_TASK STATEMENT_
From the data below, repeat exactly the lines from the line with "box: [269, 192, 321, 210]" to the line with "positive clicks: (60, 173) (61, 177)", both included.

Collected data

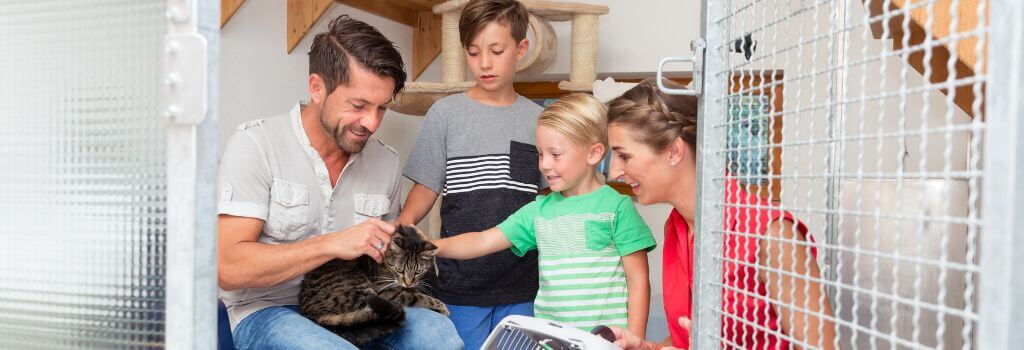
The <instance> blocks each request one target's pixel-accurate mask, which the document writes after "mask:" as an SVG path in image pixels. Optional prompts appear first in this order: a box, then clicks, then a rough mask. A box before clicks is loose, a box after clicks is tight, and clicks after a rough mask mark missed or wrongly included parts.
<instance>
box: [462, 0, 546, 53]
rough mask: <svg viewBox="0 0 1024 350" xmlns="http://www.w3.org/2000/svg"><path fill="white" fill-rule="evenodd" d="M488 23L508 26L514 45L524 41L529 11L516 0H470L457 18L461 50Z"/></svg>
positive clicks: (525, 32)
mask: <svg viewBox="0 0 1024 350" xmlns="http://www.w3.org/2000/svg"><path fill="white" fill-rule="evenodd" d="M489 23H498V24H501V25H505V26H508V27H509V29H510V30H511V31H512V39H515V42H516V43H519V42H521V41H522V40H523V39H526V27H528V26H529V11H527V10H526V6H524V5H523V4H522V3H520V2H518V1H516V0H472V1H470V2H469V3H467V4H466V7H464V8H463V9H462V15H460V16H459V40H461V41H462V47H463V48H469V42H470V41H472V40H473V38H475V37H476V35H477V34H480V31H482V30H483V28H484V27H486V26H487V24H489Z"/></svg>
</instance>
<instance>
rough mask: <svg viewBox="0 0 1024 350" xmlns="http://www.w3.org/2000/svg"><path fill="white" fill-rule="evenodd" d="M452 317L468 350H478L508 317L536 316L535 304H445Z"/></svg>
mask: <svg viewBox="0 0 1024 350" xmlns="http://www.w3.org/2000/svg"><path fill="white" fill-rule="evenodd" d="M445 305H447V307H449V311H451V312H452V315H451V316H449V318H451V319H452V323H455V330H456V331H457V332H459V337H461V338H462V341H463V343H465V344H466V350H476V349H479V348H480V347H482V346H483V342H484V341H486V340H487V336H488V335H490V331H492V330H494V329H495V326H498V323H500V322H501V321H502V319H504V318H505V316H508V315H523V316H530V317H532V316H534V302H527V303H519V304H508V305H500V306H460V305H452V304H445Z"/></svg>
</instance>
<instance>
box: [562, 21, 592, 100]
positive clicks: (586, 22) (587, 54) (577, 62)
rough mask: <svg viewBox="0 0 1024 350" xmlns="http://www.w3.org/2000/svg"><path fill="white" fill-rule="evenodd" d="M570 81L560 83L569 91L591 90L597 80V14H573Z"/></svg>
mask: <svg viewBox="0 0 1024 350" xmlns="http://www.w3.org/2000/svg"><path fill="white" fill-rule="evenodd" d="M570 56H571V57H570V63H569V81H568V82H561V83H558V88H560V89H562V90H568V91H590V90H591V89H592V88H593V84H594V81H595V80H597V73H596V72H597V71H596V69H597V67H596V65H597V14H592V13H574V14H573V15H572V49H571V51H570Z"/></svg>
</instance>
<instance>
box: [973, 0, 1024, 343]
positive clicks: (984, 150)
mask: <svg viewBox="0 0 1024 350" xmlns="http://www.w3.org/2000/svg"><path fill="white" fill-rule="evenodd" d="M990 4H991V9H990V11H988V12H989V13H990V16H991V18H990V19H989V20H990V31H989V34H988V37H989V51H988V52H989V54H988V57H987V59H988V62H987V70H988V76H989V77H988V78H989V79H988V86H987V87H986V93H985V101H986V108H987V110H988V113H986V114H985V115H986V116H987V117H988V120H987V121H986V123H987V124H988V125H987V126H986V134H985V139H984V141H985V145H984V155H985V156H991V157H985V158H984V160H985V165H984V174H985V178H984V183H983V188H984V191H983V199H982V201H983V205H984V206H983V215H982V218H983V220H984V221H983V226H982V227H984V231H983V234H982V235H981V252H982V253H981V254H982V256H981V281H980V283H981V289H980V292H979V296H978V299H979V303H980V308H979V312H980V313H979V315H980V319H979V321H978V329H979V330H978V332H979V334H978V348H980V349H1017V348H1020V347H1021V346H1022V345H1024V333H1022V332H1020V331H1021V330H1022V329H1024V234H1021V233H1020V231H1021V227H1022V226H1024V179H1022V176H1024V105H1022V103H1021V94H1022V93H1024V69H1022V67H1021V65H1022V63H1021V62H1024V25H1022V23H1021V21H1020V19H1019V18H1020V17H1021V16H1024V2H1021V1H1020V0H991V2H990Z"/></svg>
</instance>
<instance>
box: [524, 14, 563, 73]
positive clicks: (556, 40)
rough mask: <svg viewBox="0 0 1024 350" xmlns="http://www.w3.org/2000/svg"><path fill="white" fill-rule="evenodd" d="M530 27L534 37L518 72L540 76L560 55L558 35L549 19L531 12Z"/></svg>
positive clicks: (529, 27) (529, 46)
mask: <svg viewBox="0 0 1024 350" xmlns="http://www.w3.org/2000/svg"><path fill="white" fill-rule="evenodd" d="M529 28H530V29H531V30H534V37H532V38H530V40H529V47H530V48H529V51H528V52H527V53H526V56H525V57H523V58H522V60H520V61H519V63H518V64H517V65H516V74H517V75H518V76H519V77H522V78H530V77H535V76H539V75H541V74H543V73H544V72H545V71H547V70H548V69H549V68H551V64H552V63H554V62H555V58H557V56H558V36H557V35H556V34H555V28H554V27H552V26H551V23H550V21H548V19H545V18H543V17H539V16H536V15H534V14H532V13H530V14H529Z"/></svg>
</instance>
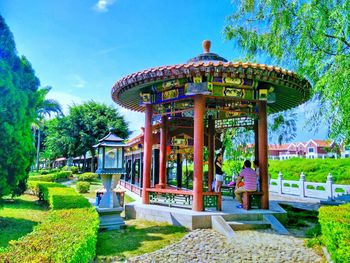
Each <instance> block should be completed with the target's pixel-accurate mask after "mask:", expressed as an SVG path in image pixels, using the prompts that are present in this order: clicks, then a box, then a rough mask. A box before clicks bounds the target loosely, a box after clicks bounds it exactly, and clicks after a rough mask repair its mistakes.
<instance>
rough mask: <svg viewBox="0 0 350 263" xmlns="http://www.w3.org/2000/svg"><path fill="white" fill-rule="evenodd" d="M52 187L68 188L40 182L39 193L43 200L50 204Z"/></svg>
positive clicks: (57, 185)
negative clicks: (39, 193) (40, 195)
mask: <svg viewBox="0 0 350 263" xmlns="http://www.w3.org/2000/svg"><path fill="white" fill-rule="evenodd" d="M50 187H55V188H66V187H65V186H64V185H61V184H59V183H48V182H47V183H45V182H39V183H38V188H39V193H41V195H42V199H43V200H45V201H47V202H49V199H50V196H49V189H50ZM39 197H40V196H39Z"/></svg>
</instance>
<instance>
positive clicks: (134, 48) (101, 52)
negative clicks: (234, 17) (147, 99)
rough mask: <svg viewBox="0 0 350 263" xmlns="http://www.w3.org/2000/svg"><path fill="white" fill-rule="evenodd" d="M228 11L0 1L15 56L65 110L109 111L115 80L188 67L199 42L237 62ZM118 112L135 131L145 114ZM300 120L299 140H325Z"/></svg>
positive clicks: (188, 2) (174, 6) (138, 1)
mask: <svg viewBox="0 0 350 263" xmlns="http://www.w3.org/2000/svg"><path fill="white" fill-rule="evenodd" d="M233 10H234V5H232V4H231V0H210V1H209V0H208V1H204V0H201V1H199V0H196V1H195V0H187V1H186V0H177V1H171V0H148V1H140V0H139V1H135V0H134V1H132V0H115V1H113V0H74V1H73V0H60V1H48V0H31V1H23V0H1V1H0V13H1V15H2V16H3V17H4V18H5V21H6V23H7V24H8V26H9V27H10V29H11V31H12V33H13V34H14V38H15V42H16V45H17V50H18V52H19V54H21V55H25V56H26V57H27V58H28V59H29V61H30V62H31V63H32V65H33V68H34V69H35V71H36V75H37V76H38V77H39V79H40V81H41V85H42V86H46V85H49V86H52V87H53V89H52V91H51V92H50V97H52V98H55V99H57V100H59V102H60V103H61V104H62V105H64V106H65V108H66V109H67V107H68V105H72V103H73V102H74V103H77V104H79V103H81V102H83V101H87V100H95V101H99V102H104V103H106V104H108V105H114V103H113V101H112V99H111V95H110V92H111V88H112V86H113V84H114V83H115V82H116V81H117V80H119V79H120V78H122V77H123V76H125V75H128V74H130V73H132V72H136V71H139V70H142V69H146V68H150V67H154V66H161V65H170V64H176V63H183V62H186V61H187V60H188V59H189V58H191V57H194V56H196V55H198V54H200V53H202V47H201V42H202V40H203V39H210V40H211V41H212V51H213V52H215V53H218V54H220V55H221V56H223V57H225V58H227V59H229V60H238V59H240V58H241V56H242V55H241V54H242V52H241V50H239V49H238V48H237V47H236V46H235V45H234V43H233V42H227V41H225V40H224V37H223V34H222V31H223V27H224V25H225V18H226V17H227V16H229V15H230V14H231V13H232V12H233ZM259 62H260V63H266V61H259ZM302 111H303V110H302V109H301V110H299V112H302ZM121 112H122V113H123V114H125V116H126V120H127V121H129V123H130V128H131V130H135V131H136V133H138V131H139V127H140V126H141V125H143V115H142V114H138V113H135V112H130V111H126V110H124V109H121ZM299 115H300V118H301V119H304V118H303V114H302V113H301V114H299ZM302 122H304V121H301V122H300V125H299V127H298V131H299V135H298V138H297V140H307V139H309V138H311V137H312V138H317V139H323V138H324V137H325V134H324V132H323V133H320V134H317V135H312V134H309V133H306V131H302V127H303V123H302ZM134 134H135V133H134Z"/></svg>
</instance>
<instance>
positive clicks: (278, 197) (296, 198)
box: [269, 192, 321, 210]
mask: <svg viewBox="0 0 350 263" xmlns="http://www.w3.org/2000/svg"><path fill="white" fill-rule="evenodd" d="M269 195H270V201H276V202H278V203H280V204H286V205H291V206H293V207H296V208H299V209H304V210H318V209H319V208H320V206H321V203H320V201H321V200H320V199H316V198H307V197H304V198H303V197H299V196H293V195H279V194H277V193H272V192H270V193H269Z"/></svg>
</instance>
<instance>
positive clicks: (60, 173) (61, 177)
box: [55, 171, 72, 180]
mask: <svg viewBox="0 0 350 263" xmlns="http://www.w3.org/2000/svg"><path fill="white" fill-rule="evenodd" d="M71 175H72V172H71V171H63V172H59V173H57V174H55V180H58V179H68V177H69V176H71Z"/></svg>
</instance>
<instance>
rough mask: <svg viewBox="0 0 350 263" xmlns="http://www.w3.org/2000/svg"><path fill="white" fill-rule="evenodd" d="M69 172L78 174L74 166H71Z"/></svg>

_TASK ANSWER_
box: [269, 192, 321, 210]
mask: <svg viewBox="0 0 350 263" xmlns="http://www.w3.org/2000/svg"><path fill="white" fill-rule="evenodd" d="M269 195H270V201H276V202H278V203H280V204H286V205H291V206H293V207H296V208H299V209H304V210H318V209H319V208H320V206H321V203H320V201H321V200H320V199H316V198H307V197H304V198H303V197H299V196H293V195H279V194H277V193H272V192H270V193H269Z"/></svg>
</instance>
<instance>
positive clicks: (60, 173) (61, 177)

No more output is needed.